> [Prompt]:
Can you update the rows below by replacing "set a pin on it" with "place a marker on it" everywhere it occurs, keeping everything else the same and leaving the pictures out of your answer?

Image object location rows

# # #

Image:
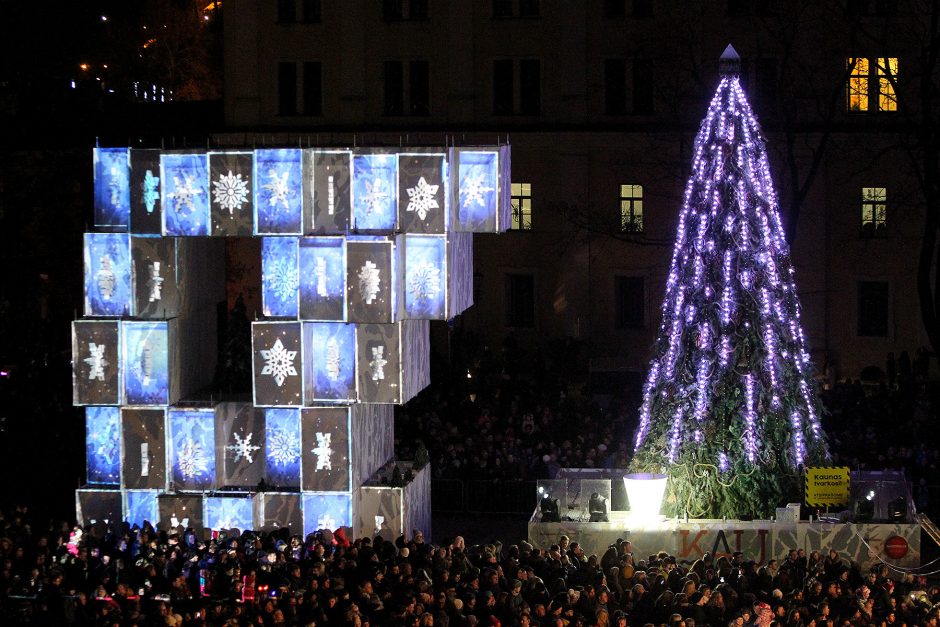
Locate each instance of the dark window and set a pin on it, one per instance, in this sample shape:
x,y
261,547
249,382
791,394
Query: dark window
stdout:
x,y
391,10
765,74
528,8
615,8
643,86
418,10
872,309
629,302
287,88
642,8
419,88
286,11
312,11
313,88
530,87
502,8
615,86
394,88
520,300
503,87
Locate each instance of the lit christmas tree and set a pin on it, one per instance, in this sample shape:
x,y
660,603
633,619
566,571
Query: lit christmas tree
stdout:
x,y
729,408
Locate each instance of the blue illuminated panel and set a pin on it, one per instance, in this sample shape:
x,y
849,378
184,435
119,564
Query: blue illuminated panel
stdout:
x,y
185,181
330,366
107,274
145,359
323,510
229,513
103,445
279,277
112,188
375,192
478,176
192,449
282,446
323,278
425,277
278,192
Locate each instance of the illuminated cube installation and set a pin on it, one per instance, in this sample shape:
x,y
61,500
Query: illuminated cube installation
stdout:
x,y
361,247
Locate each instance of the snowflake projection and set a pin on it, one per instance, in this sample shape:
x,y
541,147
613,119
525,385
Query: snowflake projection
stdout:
x,y
369,281
282,447
376,196
323,451
421,198
155,284
191,459
96,361
230,191
105,278
151,190
319,272
277,188
184,192
473,190
378,363
332,359
282,278
424,282
243,448
279,363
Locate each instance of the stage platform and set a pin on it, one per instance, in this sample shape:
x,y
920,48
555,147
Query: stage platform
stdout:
x,y
759,540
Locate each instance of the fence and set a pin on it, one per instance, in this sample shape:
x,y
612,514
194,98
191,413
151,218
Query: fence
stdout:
x,y
454,496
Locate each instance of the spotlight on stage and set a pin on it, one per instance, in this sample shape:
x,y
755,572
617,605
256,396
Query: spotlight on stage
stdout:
x,y
597,506
645,492
865,508
897,510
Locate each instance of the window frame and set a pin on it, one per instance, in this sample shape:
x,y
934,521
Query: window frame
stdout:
x,y
631,208
521,204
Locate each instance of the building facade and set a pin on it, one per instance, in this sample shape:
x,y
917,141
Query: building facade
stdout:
x,y
601,101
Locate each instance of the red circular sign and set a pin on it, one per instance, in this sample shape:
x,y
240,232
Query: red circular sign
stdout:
x,y
896,547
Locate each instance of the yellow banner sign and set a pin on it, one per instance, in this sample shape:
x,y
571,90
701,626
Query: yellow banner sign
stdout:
x,y
827,486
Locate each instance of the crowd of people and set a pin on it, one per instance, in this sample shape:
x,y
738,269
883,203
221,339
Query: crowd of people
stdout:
x,y
141,576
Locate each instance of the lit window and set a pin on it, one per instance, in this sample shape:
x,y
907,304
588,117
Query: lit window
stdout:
x,y
874,209
631,208
522,206
858,84
887,73
871,79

# # #

> [Answer for the task]:
Image:
Locate each instance of the dark window and place a marker on it, one per instance, in this sample shape:
x,y
261,547
249,382
791,394
Query: dark window
stdout:
x,y
391,10
765,74
528,8
615,8
643,86
418,10
872,309
629,302
287,88
642,8
419,88
286,11
312,11
313,88
530,87
502,8
615,86
394,88
520,300
503,87
Locate each instance of the lit christmas tree and place a marker on it, one per instance, in this sample shape:
x,y
660,603
633,619
566,571
Query: lit christmas tree
stdout:
x,y
729,408
Locate each instance of the blue illuminated panel and place a marker on it, one per instance, in this sample shape:
x,y
849,378
184,435
119,564
Query: blue illuminated panel
stdout:
x,y
185,181
330,366
107,274
145,359
323,510
229,513
103,445
279,277
112,188
375,192
478,176
192,449
282,446
323,278
425,277
278,192
Locate each instance of the illuminated cube installation and place a marker on it, one per instance, in this sample shape:
x,y
61,500
Query: illuminated cube installation
stdout:
x,y
361,247
Locate each instance of the snowflake projection and place a marker on it, one per instance, in this sample shape:
x,y
541,147
613,119
525,385
Query: snowflake projection
stdout:
x,y
369,281
282,447
376,196
323,451
421,198
155,284
191,459
96,361
230,191
105,278
151,190
319,272
277,188
184,192
473,190
378,363
332,359
282,278
424,282
243,448
279,363
Locate each instance of the stage platform and place a marker on it, one per instance, in this sample shape:
x,y
920,48
555,147
Query: stage platform
stdout:
x,y
759,540
Locate each instance of the fence and place a marker on it, one per instance, in this sample shape:
x,y
612,514
194,98
191,413
151,218
Query: fence
stdout:
x,y
454,496
Locate each instance of the spotlight on stage and place a marker on it, one per instance, in this sample shape:
x,y
755,572
617,605
256,396
Query: spotlight on stage
stdout:
x,y
597,506
645,492
865,508
897,510
Locate each instance of the window frame and place a marker on it, one per instance, in this sample shape:
x,y
934,521
Query: window frame
stdout:
x,y
631,208
521,204
Locate each instance of the building facade and place a marker on it, one per instance, in this sample shape:
x,y
917,141
Query: building facade
stdout:
x,y
601,101
Locate each instance of the red circular sign and place a marker on it, one per instance, in this sample shape:
x,y
240,232
Query: red circular sign
stdout:
x,y
896,547
Locate each instance of the yellow banner sign and place a marker on it, one per instance, in this sample shape:
x,y
571,90
701,626
Query: yellow banner sign
stdout:
x,y
827,486
Locate each instance of the crowd of people and place a marker on it, one per instance, in this sample shape:
x,y
738,269
883,203
221,339
Query: crowd of people
stdout:
x,y
141,576
Locate each instance of the lit window and place a marker on it, one per instance, in this sample shape:
x,y
907,304
588,117
Query: lit window
stdout:
x,y
874,209
631,208
522,206
858,84
887,73
871,79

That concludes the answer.